→ **GIVEN EXERCISE A**
In the news report below, whom did Kiir choose to run for the presidency of the whole of Sudan?

··· GIVEN TEXT

South Sudan's Kiir begins campaign for president

Thu Feb 25, 2010 6:11am GMT

By Skye Wheeler

JUBA, Sudan (Reuters) - South Sudan's President Salva Kiir toured the capital Juba on the back of a pickup truck on Wednesday as he launched his election campaign with a pledge to stamp out corruption.

Sudan is preparing for April presidential and legislative elections, set up under a 2005 peace accord that also promised the south a referendum in 2011 on whether to split off as an independent country.

Kiir told a crowd of supporters he would eradicate corruption and the "culture of impunity" among southern officials.

"If I am elected back, I think things will be different from what has been happening these last five years," he said.

Many southerners have become frustrated at the slow process of development and perceived corruption in their oil-producing region since the 2005 Comprehensive Peace Agreement ended two decades of civil war between Sudan's Muslim north and the south, where most follow Christianity and traditional beliefs.

Kiir is the head of the Sudan People's Liberation Movement (SPLM), former southern rebels who now dominate south Sudan's semi-autonomous government appointed after the peace deal.

Kiir decided to run for the top position in the south, choosing a more junior member of the SPLM Yasir Arman to compete for the presidency for the whole of Sudan.

Many analysts have seen the move as a sign the SPLM is more interested in consolidating its position in the south before an expected independence vote in the referendum than in taking on the whole country.

······

→ **GIVEN EXERCISE B**
Locate each line in the entries below that contains the string "banner", and copy every such line. Case counts.

··· TASK DATA

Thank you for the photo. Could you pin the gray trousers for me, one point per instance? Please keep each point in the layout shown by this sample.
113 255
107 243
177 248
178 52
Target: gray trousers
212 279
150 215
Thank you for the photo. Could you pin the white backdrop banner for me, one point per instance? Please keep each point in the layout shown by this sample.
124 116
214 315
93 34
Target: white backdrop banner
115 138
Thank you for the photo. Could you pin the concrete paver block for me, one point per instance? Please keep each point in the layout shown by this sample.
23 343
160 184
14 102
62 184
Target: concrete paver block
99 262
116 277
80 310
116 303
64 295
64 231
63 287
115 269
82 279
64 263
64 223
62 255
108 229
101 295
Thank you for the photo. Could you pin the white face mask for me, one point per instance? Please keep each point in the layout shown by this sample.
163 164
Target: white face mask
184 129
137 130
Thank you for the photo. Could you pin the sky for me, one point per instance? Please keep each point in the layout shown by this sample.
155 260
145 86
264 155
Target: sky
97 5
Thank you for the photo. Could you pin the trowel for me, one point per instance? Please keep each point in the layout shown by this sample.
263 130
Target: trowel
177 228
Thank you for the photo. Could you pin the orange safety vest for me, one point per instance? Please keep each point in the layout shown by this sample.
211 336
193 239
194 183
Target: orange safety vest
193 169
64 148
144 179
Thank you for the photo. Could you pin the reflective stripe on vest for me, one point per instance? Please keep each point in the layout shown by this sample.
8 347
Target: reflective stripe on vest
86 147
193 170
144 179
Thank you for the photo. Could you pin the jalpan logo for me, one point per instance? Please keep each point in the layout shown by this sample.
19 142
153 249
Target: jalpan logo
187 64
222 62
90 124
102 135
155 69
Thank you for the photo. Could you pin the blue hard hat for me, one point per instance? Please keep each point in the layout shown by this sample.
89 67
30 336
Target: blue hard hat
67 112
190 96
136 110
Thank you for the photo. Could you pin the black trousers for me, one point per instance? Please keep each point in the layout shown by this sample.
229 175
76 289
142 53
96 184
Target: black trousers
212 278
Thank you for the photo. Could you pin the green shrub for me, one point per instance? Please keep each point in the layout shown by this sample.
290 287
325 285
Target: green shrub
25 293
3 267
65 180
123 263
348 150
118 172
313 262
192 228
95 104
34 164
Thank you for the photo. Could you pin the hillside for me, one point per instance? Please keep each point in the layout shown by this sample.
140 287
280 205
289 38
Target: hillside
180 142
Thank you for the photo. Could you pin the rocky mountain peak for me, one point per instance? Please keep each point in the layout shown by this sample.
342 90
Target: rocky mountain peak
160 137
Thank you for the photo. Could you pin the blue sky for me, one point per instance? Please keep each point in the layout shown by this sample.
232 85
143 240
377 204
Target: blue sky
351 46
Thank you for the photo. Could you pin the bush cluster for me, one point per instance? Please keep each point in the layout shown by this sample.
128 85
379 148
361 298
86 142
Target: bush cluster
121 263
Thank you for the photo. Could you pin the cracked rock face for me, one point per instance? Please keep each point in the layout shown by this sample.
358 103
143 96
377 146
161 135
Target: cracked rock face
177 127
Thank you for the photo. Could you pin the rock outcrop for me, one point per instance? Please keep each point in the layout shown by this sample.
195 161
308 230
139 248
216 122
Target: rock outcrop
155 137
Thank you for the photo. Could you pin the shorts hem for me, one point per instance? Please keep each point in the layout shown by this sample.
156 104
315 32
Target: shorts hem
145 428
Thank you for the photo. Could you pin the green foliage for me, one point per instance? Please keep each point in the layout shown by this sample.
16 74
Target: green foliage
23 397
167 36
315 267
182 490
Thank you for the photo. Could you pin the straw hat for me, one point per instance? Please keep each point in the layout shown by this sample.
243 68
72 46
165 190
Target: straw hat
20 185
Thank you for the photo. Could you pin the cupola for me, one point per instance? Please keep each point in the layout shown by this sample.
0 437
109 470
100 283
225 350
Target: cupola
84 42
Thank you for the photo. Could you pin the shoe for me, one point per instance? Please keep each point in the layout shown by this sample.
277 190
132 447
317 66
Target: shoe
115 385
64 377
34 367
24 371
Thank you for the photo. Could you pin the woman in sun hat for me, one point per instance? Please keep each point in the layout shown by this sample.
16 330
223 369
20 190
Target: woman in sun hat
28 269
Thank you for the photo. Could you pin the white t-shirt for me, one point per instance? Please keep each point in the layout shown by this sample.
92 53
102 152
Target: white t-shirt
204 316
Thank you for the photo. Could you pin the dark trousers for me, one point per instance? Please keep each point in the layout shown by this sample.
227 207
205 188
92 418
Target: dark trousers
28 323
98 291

······

→ **ANSWER A**
Yasir Arman, a more junior member of the SPLM.

→ **ANSWER B**
Thank you for the photo. Could you pin the white backdrop banner for me, one point per instance? Please keep each point in the layout shown by this sample.
Target: white backdrop banner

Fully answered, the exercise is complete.